**Seu objetivo**
Prossiga a redação do texto sobre o teatro barroco espanhol e Calderón de La Barca, começando logo após sua última frase.

Em especial na Espanha, a produção teatral possuía um estilo bastante denso e dramático, também característico da arte barroca. Pela intensa produção teatral, o período entre 1580 e 1680 ficou conhecido como o Século de Ouro Espanhol. A angústia da fé católica no contexto da contrarreforma apresentou autores de extrema importância, em um teatro que transitou entre o religioso e o profano. Um dos últimos e mais importantes autores dessa época foi Pedro Calderón de La Barca (1600 – 1681), que escreveu mais de 600 obras, sendo que 120 chegaram completas até os dias de hoje. Seus textos glorificam a corte, motivo pelo qual foram chamados de “comédias palacianas”. Muitas de suas peças eram encomendadas por nobres e, por isso, contavam com um aparato bastante sofisticado, o que muitas vezes servia para encobrir a decadência da aristocracia da época. Seu teatro se classifica como barroco na forma, principalmente pelos exageros do estilo; e no conteúdo, por apresentar um ser humano atormentado pelo conflito entre a realidade mundana (luxo, riqueza, beleza) e as questões espirituais. Uma de suas peças mais importantes é A vida é sonho. Nela, Calderón apresenta a história de Segismundo, filho de Basílio, rei da Polônia. Ao nascer, Segismundo é renegado pelo pai e trancafiado em uma torre, por conta de uma previsão astrológica que dizia que ele seria um filho traidor. Um dia Basílio resolve libertá-lo, mas, com medo de que o filho se voltasse contra ele, resolve antes testá-lo. Dopa-o e o coloca no trono do Rei para testar sua reação e saber se a previsão se confirmaria ou não. Segismundo acorda é não sabe se aquilo é real ou é um sonho. E a história se passa entre esse dilema: será sonho ou realidade?

**Linhas**
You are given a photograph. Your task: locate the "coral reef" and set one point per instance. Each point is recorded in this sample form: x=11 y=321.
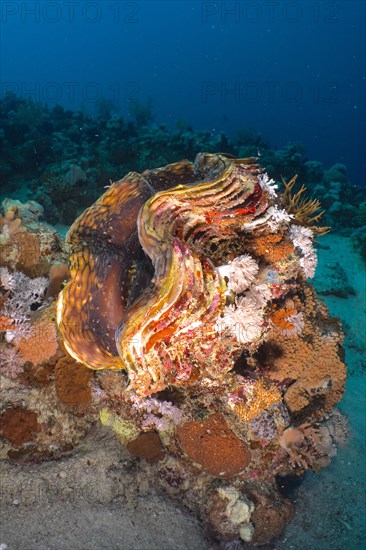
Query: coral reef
x=63 y=159
x=188 y=327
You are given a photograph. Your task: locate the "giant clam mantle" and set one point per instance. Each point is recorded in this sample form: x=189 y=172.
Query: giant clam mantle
x=222 y=250
x=217 y=363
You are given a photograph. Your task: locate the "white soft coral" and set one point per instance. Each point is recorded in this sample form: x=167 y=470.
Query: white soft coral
x=240 y=273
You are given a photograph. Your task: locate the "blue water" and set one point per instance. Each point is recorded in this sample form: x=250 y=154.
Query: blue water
x=293 y=71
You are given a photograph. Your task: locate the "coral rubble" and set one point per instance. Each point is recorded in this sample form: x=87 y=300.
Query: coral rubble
x=209 y=354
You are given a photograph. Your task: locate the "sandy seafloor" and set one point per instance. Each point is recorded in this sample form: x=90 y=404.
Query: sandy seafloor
x=95 y=500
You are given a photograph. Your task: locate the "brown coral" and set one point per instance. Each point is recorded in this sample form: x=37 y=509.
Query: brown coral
x=40 y=344
x=19 y=425
x=311 y=361
x=254 y=398
x=72 y=382
x=214 y=446
x=273 y=247
x=148 y=446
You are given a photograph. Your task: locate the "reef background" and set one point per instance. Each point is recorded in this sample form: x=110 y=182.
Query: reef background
x=88 y=95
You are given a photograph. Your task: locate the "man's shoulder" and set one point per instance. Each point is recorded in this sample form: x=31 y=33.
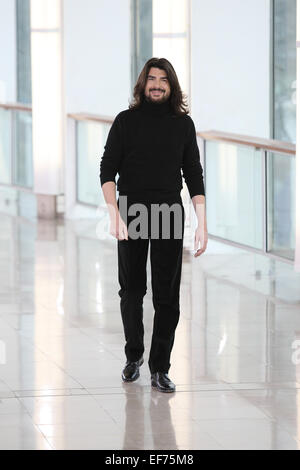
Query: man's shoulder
x=124 y=114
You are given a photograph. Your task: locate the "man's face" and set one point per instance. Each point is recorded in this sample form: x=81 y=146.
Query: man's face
x=157 y=89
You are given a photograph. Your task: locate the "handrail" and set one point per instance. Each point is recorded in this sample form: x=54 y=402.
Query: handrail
x=257 y=142
x=91 y=117
x=251 y=141
x=16 y=107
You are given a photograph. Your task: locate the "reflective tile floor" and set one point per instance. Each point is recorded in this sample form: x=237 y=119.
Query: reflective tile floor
x=236 y=358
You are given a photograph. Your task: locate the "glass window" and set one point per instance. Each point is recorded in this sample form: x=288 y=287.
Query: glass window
x=23 y=51
x=284 y=58
x=23 y=167
x=281 y=199
x=5 y=146
x=170 y=36
x=91 y=136
x=234 y=193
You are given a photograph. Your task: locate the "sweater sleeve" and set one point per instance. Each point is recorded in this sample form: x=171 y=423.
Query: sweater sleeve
x=191 y=167
x=112 y=155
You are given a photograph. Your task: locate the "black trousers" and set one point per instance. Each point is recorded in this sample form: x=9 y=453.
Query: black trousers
x=166 y=266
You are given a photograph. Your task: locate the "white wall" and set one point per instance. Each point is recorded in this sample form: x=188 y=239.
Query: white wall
x=97 y=55
x=7 y=51
x=230 y=65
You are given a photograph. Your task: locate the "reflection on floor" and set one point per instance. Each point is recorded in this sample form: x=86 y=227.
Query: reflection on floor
x=236 y=358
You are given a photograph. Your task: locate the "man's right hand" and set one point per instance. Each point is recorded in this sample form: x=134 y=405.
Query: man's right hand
x=118 y=227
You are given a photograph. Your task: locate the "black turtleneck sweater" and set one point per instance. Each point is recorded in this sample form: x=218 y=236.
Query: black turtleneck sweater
x=148 y=147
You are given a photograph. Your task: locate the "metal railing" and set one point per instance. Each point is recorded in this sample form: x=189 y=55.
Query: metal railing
x=250 y=192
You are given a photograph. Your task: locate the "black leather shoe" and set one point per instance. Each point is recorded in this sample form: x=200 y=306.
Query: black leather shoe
x=161 y=382
x=131 y=371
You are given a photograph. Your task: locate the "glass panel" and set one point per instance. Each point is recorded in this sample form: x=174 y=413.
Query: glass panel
x=141 y=36
x=23 y=168
x=281 y=204
x=23 y=51
x=234 y=193
x=169 y=16
x=5 y=146
x=285 y=70
x=175 y=50
x=91 y=138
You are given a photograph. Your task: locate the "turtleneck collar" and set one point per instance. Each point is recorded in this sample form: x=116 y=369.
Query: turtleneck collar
x=156 y=109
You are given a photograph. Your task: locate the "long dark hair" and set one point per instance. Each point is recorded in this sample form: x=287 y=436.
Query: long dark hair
x=177 y=97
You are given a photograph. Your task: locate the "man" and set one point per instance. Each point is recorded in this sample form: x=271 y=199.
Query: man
x=148 y=145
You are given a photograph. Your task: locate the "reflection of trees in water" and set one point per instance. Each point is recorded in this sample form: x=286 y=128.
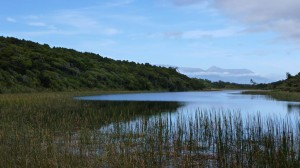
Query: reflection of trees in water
x=293 y=108
x=105 y=112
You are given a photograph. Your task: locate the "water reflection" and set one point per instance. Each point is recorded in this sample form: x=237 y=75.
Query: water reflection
x=187 y=102
x=101 y=113
x=293 y=108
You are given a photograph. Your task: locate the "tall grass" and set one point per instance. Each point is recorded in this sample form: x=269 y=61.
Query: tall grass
x=53 y=130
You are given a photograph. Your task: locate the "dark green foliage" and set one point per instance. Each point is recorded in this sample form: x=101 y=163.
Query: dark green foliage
x=28 y=66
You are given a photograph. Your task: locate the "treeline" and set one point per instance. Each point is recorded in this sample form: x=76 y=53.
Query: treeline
x=28 y=66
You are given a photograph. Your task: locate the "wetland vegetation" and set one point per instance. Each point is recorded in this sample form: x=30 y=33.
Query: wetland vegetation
x=54 y=130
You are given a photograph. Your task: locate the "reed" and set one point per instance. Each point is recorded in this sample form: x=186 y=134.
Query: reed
x=54 y=130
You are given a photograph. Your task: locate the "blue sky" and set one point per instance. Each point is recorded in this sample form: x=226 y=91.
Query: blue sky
x=260 y=35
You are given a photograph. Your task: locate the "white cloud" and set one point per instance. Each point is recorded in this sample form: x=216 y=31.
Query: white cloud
x=281 y=16
x=37 y=24
x=117 y=3
x=196 y=34
x=10 y=19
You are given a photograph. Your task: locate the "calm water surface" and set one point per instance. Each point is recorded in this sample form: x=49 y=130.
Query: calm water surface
x=210 y=100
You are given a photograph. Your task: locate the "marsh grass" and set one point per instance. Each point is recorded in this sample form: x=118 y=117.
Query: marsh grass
x=54 y=130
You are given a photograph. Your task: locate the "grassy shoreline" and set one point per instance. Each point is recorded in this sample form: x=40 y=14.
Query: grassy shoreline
x=54 y=130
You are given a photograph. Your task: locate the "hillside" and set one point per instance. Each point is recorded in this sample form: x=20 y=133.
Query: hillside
x=29 y=66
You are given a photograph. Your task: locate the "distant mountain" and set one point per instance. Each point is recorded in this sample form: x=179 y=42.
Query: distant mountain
x=28 y=66
x=241 y=76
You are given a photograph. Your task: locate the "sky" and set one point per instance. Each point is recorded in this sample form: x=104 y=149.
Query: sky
x=260 y=35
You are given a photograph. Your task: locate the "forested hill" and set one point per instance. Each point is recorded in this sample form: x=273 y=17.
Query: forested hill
x=29 y=66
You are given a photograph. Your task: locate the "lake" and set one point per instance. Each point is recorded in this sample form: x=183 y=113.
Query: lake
x=228 y=100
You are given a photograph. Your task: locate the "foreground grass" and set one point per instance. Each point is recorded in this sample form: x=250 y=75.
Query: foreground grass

**Exercício resolvido**
Segismundo
É certo; então reprimamos
Esta fera condição,
Esta fúria, esta ambição,
Pois pode ser que sonhemos;
E o faremos, pois estamos
Em um mundo tão singular
Que o viver é só sonhar
E a vida ao fim nos imponha
Que o homem que vive, sonha
O que é, até despertar.
Sonha o rei que é rei, e segue
Com esse engano mandando,
Resolvendo e governando.
E os aplausos que recebe,
Vazios, no vento escreve;
E em cinzas a sua sorte
A morte talha de um corte.
E há quem queira reinar
Vendo que há de despertar
No negro sonho da morte?
Sonha o rico sua riqueza
Que trabalhos lhe oferece;
Sonha o pobre que padece
Sua miséria e pobreza;
Sonha o que o triunfo preza,
Sonha o que luta e pretende
Sonha o que agrava e ofende
E no mundo, em conclusão,
Todos sonham o que são,
No entanto ninguém entende.
Eu sonho que estou aqui
De correntes carregado
E sonhei que em outro estado
Mais lisonjeiro me vi.
Que é a vida? Um frenesi.
Que é a vida? Uma ilusão,
Uma sombra, uma ficção;
O maior bem é tristonho
Porque toda a vida é sonho
E os sonhos, sonhos são.
CALDERÓN DE LA BARCA, Pedro. A vida é sonho.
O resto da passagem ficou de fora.